::: Excerpted passage :::

LANGUAGE, POWER, AND CULTURE

The study of language—especially how it can influence students’ growth, identity, and (I know it’s a cliché) “language empowerment”—are often overlooked in English/Language Arts classes. After 34 years as an Educator, I wish I could explain why American education largely ignores the teaching and learning of “language empowerment”--the most basic and most critical topic in language instruction. Nothing remotely linked to the types of language power explored in this essay appears on state tests, such as the “MAP” or Missouri Assessment Program.” Nor do they appear on nation-wide tests, such as the ACT or SAT. Indeed, the closest test topic on such exams is reading comprehension, usually measured in narrowed and prescriptive ways, and we know “Language Empowerment” will never be a high priority in No Child Left Behind circles. Nonetheless, it remains one of the most elemental, important functions of language to impart to future English teachers, to all teachers.

           

One main reason for this absence, of course, is that language empowerment is difficult, if not impossible, to measure. And, as many of us often observe, “if it isn’t on the test, it doesn’t count”--it doesn’t drive teaching and learning.  In America ’s massive, high-stakes testing, it’s pathetic that meaning—let alone, the powers of language—does not exist. Instead, what we do have are millions of classroom hours devoted to lists of vocabulary and spelling words, each unrelated to the others. What we do have is an endless stream of phonics worksheets, a deluge of DIBELS tests, a Tsunami of exams for surface features.

However, the more complex reason for ignoring an issue so intrinsic to rational instruction and humane values resides, ironically, is the thick yet often invisible cultural fog created by the sheer abundance of language and other symbols—not only print, but electronic communication, such as television, Internet, radio, advertising, blogging, YouTubing, emailing, and cell-phoning. Added to this sheer blizzard of symbols is what we now euphemistically call “spin,” or the constant manipulation of symbols for purposes of persuasion, often under the guise of “entertainment.” Spin used to be known as “propaganda,” and later, as, “Doublespeak.” Spin-meisters regulate the frequency and number of messages, as well as their content and the types of media in which they are conveyed. For example, if America ’s reigning powers communicate that “night time is now day time” over and over, and have enough different sources stating the same message, over and over, then America soon believes that the sun will rise at midnight , and we set our clocks accordingly. What is the result of a country smothered in “Data Smog” and ruled by incessant messages of spin? It is a population that is often fooled, often sincere in its beliefs but terribly confused, often criminally forgetful. In a 2007 interview, author Gore Vidal called this phenomenon “the United States of Amnesia.” In this same interview, he noted that author Studs Terkel corrected him, noting that our country should really be referred to as “the United States of Alzheimer’s.”

::: Material shown :::

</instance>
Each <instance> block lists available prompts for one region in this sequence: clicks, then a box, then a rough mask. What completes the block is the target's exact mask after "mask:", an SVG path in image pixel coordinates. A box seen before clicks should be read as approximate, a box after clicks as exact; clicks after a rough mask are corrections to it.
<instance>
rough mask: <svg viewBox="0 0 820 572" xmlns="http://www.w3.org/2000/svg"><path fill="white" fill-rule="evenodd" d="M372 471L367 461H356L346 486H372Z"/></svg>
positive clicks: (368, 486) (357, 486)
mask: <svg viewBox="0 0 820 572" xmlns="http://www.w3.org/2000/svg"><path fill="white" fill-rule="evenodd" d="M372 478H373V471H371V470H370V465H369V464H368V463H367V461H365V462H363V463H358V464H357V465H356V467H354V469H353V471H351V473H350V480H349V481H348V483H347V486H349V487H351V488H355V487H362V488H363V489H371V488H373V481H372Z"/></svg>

:::

Aim of the exercise: Write the next part of the essay on language empowerment, picking up right after its final sentence.

Your response:
To me, propaganda is best thought of as “foreground” and “background” or “figure against field.” One should ask, “What occupies the foreground and what resides in the background?” Foreground and background change, but not regularly or predictably. Conventional wisdom would say that our sheer abundance of information or “fog” noted above, such as emailing and cell-phoning, serves as today’s background, while our foreground is comprised of spun or orchestrated messages from dominant corporate/government sources. However, I believe just the opposite explains today’s state of amnesia and Alzheimer’s. That is, our current self-absorption in entertaining electronic symbols is really our foreground, the dominant “figure,” against our current background of war and mass profiteering. This may best explain how something so crucial as language empowerment is seldom on anyone’s radar. What is missing in this discussion of foreground and background is the “self,” the real self--not the one that is absorbed through the distractions of electronic entertainment. The “real self” is the one that is empowered—the one that knows and uses his or her own language strengths, to cut through the layers of dense fog.

 

For my own small part, I try to communicate this concept by immersing undergraduate English teaching majors in how very different people use language as a means of verbally shaping reality to improve their lives--namely, Maya Angelou and Russell Baker. I invite students to read two autobiographies, Angelou’s I Know Why the Caged Bird Sings and Baker's Growing Up. These books closely describe how two very different people--a southern black woman and an eastern white man--use language. Nearly everything that happens in these books shows Angelou and Baker using language to gain control over their world as they struggle to grow up and be free, and students don't have to dig very hard or for very long. They will eventually write reflective papers which compare Angelou's and Baker's uses of language with their own, based upon two main types of language use.

         

Angelou and Baker demonstrate personal uses of language in several ways, but I ask students to focus on two major uses of language. The first one is language used for purposes of power—using words in positive ways to control or to provide strength for ourselves and others--as Tom did, alone at home, at the beginning of this essay. Using language for power also means using it to create alternative realities, to spin webs of possibilities, to alter the “real” world, including those times when we need to escape what life has dealt us. The second use is language as a form of bondage--using words to limit or control our own or others' access to personal, political, or social growth.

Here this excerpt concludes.